• **Task statement**: Return nothing but the lines from the line containing "Where can you spot the curved row" through the last line of the records, reproduced exactly.

Stored items:
BEGIN

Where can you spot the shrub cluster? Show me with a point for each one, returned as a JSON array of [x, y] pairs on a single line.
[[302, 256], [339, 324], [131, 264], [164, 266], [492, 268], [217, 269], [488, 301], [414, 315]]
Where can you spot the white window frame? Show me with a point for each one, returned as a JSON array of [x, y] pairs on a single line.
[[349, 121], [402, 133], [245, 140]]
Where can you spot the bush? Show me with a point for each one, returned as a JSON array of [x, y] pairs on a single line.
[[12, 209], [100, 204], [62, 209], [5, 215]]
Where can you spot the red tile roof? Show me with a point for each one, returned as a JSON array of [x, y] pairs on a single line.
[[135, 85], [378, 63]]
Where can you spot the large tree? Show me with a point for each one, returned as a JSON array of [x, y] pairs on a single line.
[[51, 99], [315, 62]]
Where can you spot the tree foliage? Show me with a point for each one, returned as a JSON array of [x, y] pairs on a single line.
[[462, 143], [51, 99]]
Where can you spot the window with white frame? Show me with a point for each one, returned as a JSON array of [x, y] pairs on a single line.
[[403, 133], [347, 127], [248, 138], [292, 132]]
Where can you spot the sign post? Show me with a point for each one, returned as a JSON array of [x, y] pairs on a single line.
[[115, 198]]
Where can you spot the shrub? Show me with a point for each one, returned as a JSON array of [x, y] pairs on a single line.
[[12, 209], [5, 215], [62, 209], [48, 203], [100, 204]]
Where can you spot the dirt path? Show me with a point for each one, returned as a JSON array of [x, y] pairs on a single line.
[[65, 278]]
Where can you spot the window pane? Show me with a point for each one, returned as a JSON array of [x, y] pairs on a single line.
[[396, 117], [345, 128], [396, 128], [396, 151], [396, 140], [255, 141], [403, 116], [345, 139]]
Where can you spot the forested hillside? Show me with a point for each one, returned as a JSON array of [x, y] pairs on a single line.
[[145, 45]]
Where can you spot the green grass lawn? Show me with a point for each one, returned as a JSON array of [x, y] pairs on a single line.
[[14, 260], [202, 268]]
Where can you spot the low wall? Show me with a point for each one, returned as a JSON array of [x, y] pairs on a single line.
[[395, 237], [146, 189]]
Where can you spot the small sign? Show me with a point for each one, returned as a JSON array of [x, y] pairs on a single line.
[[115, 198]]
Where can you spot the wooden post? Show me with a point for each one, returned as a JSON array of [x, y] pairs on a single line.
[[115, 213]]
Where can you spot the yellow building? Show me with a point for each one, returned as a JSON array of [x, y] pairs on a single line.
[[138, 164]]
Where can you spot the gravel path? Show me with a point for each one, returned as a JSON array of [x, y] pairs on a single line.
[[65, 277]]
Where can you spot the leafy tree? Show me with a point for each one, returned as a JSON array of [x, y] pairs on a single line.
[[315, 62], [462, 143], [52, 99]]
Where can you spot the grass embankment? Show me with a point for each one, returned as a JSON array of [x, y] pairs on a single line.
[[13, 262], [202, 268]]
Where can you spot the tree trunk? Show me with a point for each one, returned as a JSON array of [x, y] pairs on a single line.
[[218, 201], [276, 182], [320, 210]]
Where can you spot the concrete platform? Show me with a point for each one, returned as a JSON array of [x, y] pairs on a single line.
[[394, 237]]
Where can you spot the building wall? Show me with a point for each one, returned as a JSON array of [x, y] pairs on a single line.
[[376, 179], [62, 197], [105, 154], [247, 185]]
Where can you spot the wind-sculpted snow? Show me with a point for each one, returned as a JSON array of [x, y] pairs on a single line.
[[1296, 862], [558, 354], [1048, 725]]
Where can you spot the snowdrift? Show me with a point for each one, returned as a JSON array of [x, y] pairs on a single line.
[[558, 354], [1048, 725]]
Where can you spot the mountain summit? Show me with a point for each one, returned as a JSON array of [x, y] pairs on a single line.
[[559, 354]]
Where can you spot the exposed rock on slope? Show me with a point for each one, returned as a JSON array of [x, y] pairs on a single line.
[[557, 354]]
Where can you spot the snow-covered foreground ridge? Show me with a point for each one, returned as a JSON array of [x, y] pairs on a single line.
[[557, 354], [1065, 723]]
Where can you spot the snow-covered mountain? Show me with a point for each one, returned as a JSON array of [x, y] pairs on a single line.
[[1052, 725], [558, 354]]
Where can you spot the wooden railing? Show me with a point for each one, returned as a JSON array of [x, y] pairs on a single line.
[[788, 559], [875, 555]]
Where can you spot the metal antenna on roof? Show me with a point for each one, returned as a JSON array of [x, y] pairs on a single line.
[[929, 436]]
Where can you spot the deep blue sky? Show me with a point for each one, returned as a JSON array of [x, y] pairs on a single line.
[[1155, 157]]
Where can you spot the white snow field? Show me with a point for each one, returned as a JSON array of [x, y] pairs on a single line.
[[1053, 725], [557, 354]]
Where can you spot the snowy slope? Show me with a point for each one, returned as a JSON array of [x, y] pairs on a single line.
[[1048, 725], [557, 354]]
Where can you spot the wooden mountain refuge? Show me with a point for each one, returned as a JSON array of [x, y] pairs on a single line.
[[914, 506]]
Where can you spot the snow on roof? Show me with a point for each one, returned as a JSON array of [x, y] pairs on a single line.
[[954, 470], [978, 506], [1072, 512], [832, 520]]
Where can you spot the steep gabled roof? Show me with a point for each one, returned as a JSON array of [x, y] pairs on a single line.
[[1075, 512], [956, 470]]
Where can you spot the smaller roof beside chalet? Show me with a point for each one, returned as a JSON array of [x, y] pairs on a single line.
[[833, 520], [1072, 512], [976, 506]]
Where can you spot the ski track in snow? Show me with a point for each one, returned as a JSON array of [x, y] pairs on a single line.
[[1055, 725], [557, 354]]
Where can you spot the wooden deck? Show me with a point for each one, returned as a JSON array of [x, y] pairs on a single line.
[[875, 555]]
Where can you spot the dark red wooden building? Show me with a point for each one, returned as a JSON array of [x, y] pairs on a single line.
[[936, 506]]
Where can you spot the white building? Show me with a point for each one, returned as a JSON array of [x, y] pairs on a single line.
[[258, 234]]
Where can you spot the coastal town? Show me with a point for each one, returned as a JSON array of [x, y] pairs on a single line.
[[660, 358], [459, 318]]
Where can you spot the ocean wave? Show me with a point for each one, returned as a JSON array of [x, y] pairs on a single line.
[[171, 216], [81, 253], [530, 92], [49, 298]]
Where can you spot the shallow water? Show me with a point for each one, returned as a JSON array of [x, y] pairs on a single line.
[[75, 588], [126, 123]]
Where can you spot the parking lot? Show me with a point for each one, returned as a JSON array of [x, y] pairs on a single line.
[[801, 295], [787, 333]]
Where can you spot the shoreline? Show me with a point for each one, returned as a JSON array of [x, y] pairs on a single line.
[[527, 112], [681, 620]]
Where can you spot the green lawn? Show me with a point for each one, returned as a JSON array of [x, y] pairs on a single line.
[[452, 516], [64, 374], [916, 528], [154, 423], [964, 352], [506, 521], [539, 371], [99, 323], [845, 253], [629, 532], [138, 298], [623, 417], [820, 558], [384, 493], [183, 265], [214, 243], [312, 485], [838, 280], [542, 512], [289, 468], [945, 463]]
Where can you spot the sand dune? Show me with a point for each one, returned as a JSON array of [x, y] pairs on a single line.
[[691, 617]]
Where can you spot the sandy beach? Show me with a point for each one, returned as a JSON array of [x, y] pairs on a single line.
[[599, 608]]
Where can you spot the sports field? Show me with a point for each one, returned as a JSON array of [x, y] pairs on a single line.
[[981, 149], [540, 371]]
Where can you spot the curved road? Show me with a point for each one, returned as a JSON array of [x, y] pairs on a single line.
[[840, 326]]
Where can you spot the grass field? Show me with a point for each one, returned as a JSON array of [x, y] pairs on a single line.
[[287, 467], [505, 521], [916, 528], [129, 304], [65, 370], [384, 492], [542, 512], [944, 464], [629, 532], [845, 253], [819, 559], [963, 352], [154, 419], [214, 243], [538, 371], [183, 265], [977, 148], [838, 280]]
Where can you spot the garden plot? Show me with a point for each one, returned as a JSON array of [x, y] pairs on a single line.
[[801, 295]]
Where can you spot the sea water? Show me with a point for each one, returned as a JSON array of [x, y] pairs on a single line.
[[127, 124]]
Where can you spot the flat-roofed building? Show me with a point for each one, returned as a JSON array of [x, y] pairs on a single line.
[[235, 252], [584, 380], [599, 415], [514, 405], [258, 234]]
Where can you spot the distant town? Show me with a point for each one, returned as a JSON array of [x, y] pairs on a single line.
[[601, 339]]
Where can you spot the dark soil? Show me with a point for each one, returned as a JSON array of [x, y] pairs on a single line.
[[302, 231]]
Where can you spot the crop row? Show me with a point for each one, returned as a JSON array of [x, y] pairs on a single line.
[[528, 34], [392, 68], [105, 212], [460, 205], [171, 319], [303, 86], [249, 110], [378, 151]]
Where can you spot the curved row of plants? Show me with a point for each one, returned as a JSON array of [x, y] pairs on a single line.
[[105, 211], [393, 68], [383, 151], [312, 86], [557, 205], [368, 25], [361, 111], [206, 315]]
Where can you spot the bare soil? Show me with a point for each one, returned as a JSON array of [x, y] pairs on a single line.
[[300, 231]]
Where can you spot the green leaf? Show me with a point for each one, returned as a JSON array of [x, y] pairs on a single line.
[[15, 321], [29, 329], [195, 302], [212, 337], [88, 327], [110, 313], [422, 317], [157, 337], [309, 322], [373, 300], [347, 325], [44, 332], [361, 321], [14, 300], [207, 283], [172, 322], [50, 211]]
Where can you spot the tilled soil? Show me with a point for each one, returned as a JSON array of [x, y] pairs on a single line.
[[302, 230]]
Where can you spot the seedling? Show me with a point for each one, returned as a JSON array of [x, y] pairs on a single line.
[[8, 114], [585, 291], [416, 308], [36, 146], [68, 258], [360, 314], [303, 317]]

END

• **Output**:
Where can you spot the curved row of plants? Show me with a point for each one, returned as a JSON array of [x, y] pairs on a single line.
[[105, 211], [393, 68], [383, 151], [312, 86], [557, 205], [368, 25], [361, 111], [206, 315]]
Where can you spot the bare soil? Show me with a point for each one, returned as a JSON array of [x, y] pairs on a single line.
[[300, 231]]
Where can you spot the green leaf? Show me with a point for each one, returned as a JSON array of [x, y] pairs on a single line.
[[15, 321], [29, 329], [195, 302], [212, 337], [88, 327], [110, 313], [422, 317], [157, 337], [309, 322], [373, 300], [347, 325], [44, 332], [361, 321], [14, 300], [207, 283], [172, 322], [50, 211]]
Where can you spot the tilled soil? Show me with a point for each one, returned as a JSON array of [x, y] pairs on a single line.
[[302, 230]]
Where can you spot the seedling? Show me with a point for each one, returned as a JSON array of [x, y] pairs on a single line.
[[8, 114], [585, 291], [416, 308], [36, 146], [68, 258], [360, 314], [303, 317]]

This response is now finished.